Respondent likewise admitted that in 1992-1993, she taught at the University of Pangasinan; that she has been teaching at the University of the East since 1995 up to the present and that it was only in 1997 that she requested permission from the Office of the Court Administrator to teach for the school year 1997-1998. Respondent’s teaching load at the University of the East, as per Certification issued by Dean Carlos M. Ortega, is as follows: yacats





1st Sem. SY 1998-199
Criminal Law Rev. 410 IV-A-1
.............."........ " 410 IV-B-1



2nd Sem. SY 1998-199
Criminal Law Rev. 410 IV-A-1
.............."........." 410 IV-B-1



1st Sem. SY 1999-2000
Criminal Law Rev. 410 IV-A-1
.............."........ " 410 IV-B-1



However, respondent claimed that she never attended her Friday evening classes and she conducted make-up classes on Saturdays.

In view of her Friday evening class schedule, respondent must have realized that the Office of the Court Administrator would not give her permission to teach, so that she did not bother to secure such permission for the school year 1998-1999 and the first semester of 1999, because to be able to attend said classes, she would have to leave her court in Dagupan City on Friday morning. Granting that respondent did not attend her Friday evening classes and that she held make-up classes on Saturdays, such conduct of respondent must have certainly caused inconvenience to her students who enrolled in the Friday evening, classes, only to find out that their professor had no intention of holding classes as scheduled, and that they would instead be made to attend make-up classes on Saturdays, thereby disrupting their schedules. While said conduct is not related to the performance of her duties as a member of the bench, respondent should bear in mind that one who occupies a position of such grave responsibility in the administration of justice must conduct herself in a manner befitting the dignity of such exalted office. A judge's private, as well as official conduct, must at all times be free from all appearances of impropriety and be beyond reproach. Respondent should have advised Dean Carlos M. Ortega not to schedule her classes on Friday evening because she would not be able to attend the same.

Respondent insists that complainants have an axe to grind against her because she was strict with them and she reprimanded them for their incompetence and inefficiency, especially Gloria Ydia because of her illicit and immoral relations with Judge Deodoro Sison of ranch 40. It is, indeed, the duty of respondent to exercise close Supervision over her court personnel. Judges must not only be fully cognizant of the state of their dockets but must also keep a watchful eye on the level of performance and conduct of the court personnel under their immediate supervision who are primarily employed to aid in the administration of justice.

However, the undersigned does not believe that complainants were motivated by ill-will against respondent for being strict with them and for disciplining them. Thus, Ever Mejia explained that she wants respondent to be removed from Branch 41, not because the latter was strict and had reprimanded her, but because she cannot stand respondent's practices, she pities the litigants who cannot obtain justice and she wants to help cleanse the judiciary. Besides, complainants cannot be sure that if respondent is removed from their Branch, the latter's replacement will not be as strict with them. In the case of Gloria Ydia, she had the courage to testify against respondent despite her awareness that the latter was imputing immoral, illegal and corrupt practices against her, as detailed in the Answer. In fact, respondent subsequently filed an administrative case against Gloria Ydia and Judge Deodoro Sison for grave misconduct and immorality.

Saved data entries
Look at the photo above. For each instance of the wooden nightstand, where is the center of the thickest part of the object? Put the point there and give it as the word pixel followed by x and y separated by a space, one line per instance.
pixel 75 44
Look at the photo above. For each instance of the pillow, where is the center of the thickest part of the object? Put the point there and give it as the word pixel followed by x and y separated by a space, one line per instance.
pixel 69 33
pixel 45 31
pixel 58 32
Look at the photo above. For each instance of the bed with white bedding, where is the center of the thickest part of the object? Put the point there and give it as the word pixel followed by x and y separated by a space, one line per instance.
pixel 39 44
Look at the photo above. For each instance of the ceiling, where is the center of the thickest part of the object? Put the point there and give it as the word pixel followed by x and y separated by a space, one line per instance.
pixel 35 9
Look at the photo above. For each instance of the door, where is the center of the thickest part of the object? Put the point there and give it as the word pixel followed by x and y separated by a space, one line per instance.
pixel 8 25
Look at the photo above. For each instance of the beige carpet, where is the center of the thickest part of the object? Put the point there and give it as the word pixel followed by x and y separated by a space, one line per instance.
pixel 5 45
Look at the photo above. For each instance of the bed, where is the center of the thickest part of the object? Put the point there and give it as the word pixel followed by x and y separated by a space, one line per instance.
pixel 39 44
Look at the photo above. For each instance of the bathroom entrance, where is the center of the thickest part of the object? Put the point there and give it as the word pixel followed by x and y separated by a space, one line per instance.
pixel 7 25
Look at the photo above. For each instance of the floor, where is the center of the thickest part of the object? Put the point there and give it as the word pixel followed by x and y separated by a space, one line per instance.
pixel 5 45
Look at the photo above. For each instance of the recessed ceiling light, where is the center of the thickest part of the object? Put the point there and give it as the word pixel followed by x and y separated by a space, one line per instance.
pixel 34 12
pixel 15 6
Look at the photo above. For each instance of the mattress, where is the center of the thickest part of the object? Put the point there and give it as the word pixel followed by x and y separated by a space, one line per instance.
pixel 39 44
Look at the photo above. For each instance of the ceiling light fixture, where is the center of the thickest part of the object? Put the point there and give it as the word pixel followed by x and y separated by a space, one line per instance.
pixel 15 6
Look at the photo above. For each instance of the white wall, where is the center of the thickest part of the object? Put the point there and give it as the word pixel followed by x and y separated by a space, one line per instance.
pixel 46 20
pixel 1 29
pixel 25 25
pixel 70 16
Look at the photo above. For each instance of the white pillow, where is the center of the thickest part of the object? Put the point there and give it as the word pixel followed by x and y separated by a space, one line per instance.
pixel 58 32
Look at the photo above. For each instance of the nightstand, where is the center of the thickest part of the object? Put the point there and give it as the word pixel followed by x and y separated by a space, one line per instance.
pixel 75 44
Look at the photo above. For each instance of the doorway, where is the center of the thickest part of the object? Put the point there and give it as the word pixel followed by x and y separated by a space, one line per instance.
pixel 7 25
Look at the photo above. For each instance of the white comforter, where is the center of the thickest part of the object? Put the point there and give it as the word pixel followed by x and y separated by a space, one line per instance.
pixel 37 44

Exercise tasks:
[1] Retype the section of the excerpt on the judge's conduct that opens with the words containing "1st Sem. SY 1999-2000" and closes with "classes on Saturdays.".
[2] Answer these questions from the excerpt on the judge's conduct:
(a) At which university did the respondent teach in 1992-1993?
(b) On which day did the respondent hold make-up classes?
(c) Against whom did the respondent later file an administrative case?
[3] Does each statement agree with the excerpt on the judge's conduct? Give yes or no and quote the words that decide it.
(a) The respondent's court was in Dagupan City.
(b) The respondent secured permission from the Office of the Court Administrator to teach in school year 1998-1999.
(c) Ever Mejia wanted the respondent removed because the respondent was strict with her.

Completed exercise:
[1]
1st Sem. SY 1999-2000
Criminal Law Rev. 410 IV-A-1
.............."........ " 410 IV-B-1



However, respondent claimed that she never attended her Friday evening classes and she conducted make-up classes on Saturdays.

[2]
(a) The University of Pangasinan.
(b) Saturdays.
(c) Gloria Ydia and Judge Deodoro Sison.

[3]
(a) Yes: "she would have to leave her court in Dagupan City on Friday morning"
(b) No: "she did not bother to secure such permission for the school year 1998-1999"
(c) No: "not because the latter was strict and had reprimanded her"